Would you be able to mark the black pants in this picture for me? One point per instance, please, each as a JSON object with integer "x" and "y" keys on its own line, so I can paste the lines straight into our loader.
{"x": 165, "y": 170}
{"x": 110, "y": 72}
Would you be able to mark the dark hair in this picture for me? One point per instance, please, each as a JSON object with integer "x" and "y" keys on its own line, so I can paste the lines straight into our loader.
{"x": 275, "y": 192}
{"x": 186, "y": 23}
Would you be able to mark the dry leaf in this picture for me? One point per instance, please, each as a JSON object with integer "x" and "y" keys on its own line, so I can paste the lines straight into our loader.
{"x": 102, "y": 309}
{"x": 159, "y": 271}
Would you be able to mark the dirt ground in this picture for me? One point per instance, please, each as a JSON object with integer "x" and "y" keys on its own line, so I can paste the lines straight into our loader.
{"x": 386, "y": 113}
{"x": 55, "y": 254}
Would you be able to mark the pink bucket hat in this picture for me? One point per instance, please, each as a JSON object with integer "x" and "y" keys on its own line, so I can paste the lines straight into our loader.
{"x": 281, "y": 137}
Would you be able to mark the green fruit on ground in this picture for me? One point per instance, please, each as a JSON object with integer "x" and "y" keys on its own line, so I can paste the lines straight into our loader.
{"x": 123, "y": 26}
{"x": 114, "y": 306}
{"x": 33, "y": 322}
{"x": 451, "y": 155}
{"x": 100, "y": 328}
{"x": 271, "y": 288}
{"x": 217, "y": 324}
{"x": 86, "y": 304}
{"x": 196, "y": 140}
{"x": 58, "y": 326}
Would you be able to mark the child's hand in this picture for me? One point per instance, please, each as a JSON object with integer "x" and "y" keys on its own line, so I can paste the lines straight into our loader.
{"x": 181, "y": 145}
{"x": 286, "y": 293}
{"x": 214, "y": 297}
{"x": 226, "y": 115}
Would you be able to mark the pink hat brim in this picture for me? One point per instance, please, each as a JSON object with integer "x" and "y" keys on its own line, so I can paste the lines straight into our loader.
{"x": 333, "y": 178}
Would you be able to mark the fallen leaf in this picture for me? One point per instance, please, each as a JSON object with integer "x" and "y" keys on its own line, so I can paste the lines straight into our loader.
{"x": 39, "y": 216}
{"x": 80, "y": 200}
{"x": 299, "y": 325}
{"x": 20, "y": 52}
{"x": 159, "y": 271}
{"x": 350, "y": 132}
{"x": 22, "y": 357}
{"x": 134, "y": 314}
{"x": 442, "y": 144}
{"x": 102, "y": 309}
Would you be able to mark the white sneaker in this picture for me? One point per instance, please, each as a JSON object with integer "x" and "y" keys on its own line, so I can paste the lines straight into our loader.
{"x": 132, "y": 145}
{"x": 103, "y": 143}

## Detalhes do problema
Transcreva integralmente os registros acima, linha por linha, sem qualquer alteração.

## Resposta completa
Would you be able to mark the black pants in this picture for me? One point per instance, please, each as a JSON object with integer "x" and "y" keys on its own line, so I can paste the lines straight into our loader.
{"x": 165, "y": 170}
{"x": 110, "y": 72}
Would you be able to mark the dark hair in this picture for me? One point per instance, please, each as a JSON object with integer "x" and "y" keys on its own line, so I can paste the lines straight into our loader.
{"x": 275, "y": 192}
{"x": 186, "y": 23}
Would you be able to mark the dry leaf in this picture for me? One point per instance, please, each as a JSON object with integer "x" and "y" keys on its own line, so I can paste the lines straight into our loader.
{"x": 102, "y": 309}
{"x": 159, "y": 271}
Would you be able to mark the dirt ground in this picture for me? One point per instance, please, each as a JSON object with integer "x" and "y" keys on its own line, so I can paste the lines straight into our loader.
{"x": 386, "y": 113}
{"x": 55, "y": 254}
Would you be able to mark the pink bucket hat in this picture for me? One point per instance, please, each as a JSON object with integer "x" and "y" keys on its own line, so I can paste the lines straight into our loader.
{"x": 281, "y": 137}
Would you be able to mark the green fruit on ground in this picture for me? One point per instance, please, each as a JSON object with integer "x" and "y" keys on its own line, so I can paste the lines straight into our loader.
{"x": 123, "y": 26}
{"x": 114, "y": 306}
{"x": 33, "y": 322}
{"x": 451, "y": 155}
{"x": 100, "y": 328}
{"x": 271, "y": 288}
{"x": 217, "y": 324}
{"x": 86, "y": 304}
{"x": 196, "y": 140}
{"x": 58, "y": 326}
Would you be able to mark the child's hand in this picture for me? One point per instance, please, each as a JSON object with integer "x" and "y" keys on its own line, so I can paste the lines straight into our loader.
{"x": 181, "y": 145}
{"x": 286, "y": 293}
{"x": 214, "y": 297}
{"x": 226, "y": 115}
Would you be able to mark the pink hat brim in this picture for me? One point per instance, please, each as a JSON object with integer "x" and "y" keys on its own line, so I can paste the lines straight into our loader.
{"x": 333, "y": 178}
Would you be able to mark the fallen leaf in this picture for me? One point per instance, please, each as a JSON object with integer "x" and "y" keys on its own line, so I can paste the lines straight into our loader.
{"x": 39, "y": 216}
{"x": 80, "y": 200}
{"x": 299, "y": 325}
{"x": 20, "y": 52}
{"x": 159, "y": 271}
{"x": 350, "y": 132}
{"x": 22, "y": 357}
{"x": 134, "y": 314}
{"x": 442, "y": 144}
{"x": 102, "y": 309}
Would you be able to mark the white sneaker in this picture for me? One point per instance, please, each as a JSON object with integer "x" and "y" keys on its own line, so I can paste the lines straight into our loader.
{"x": 132, "y": 145}
{"x": 103, "y": 143}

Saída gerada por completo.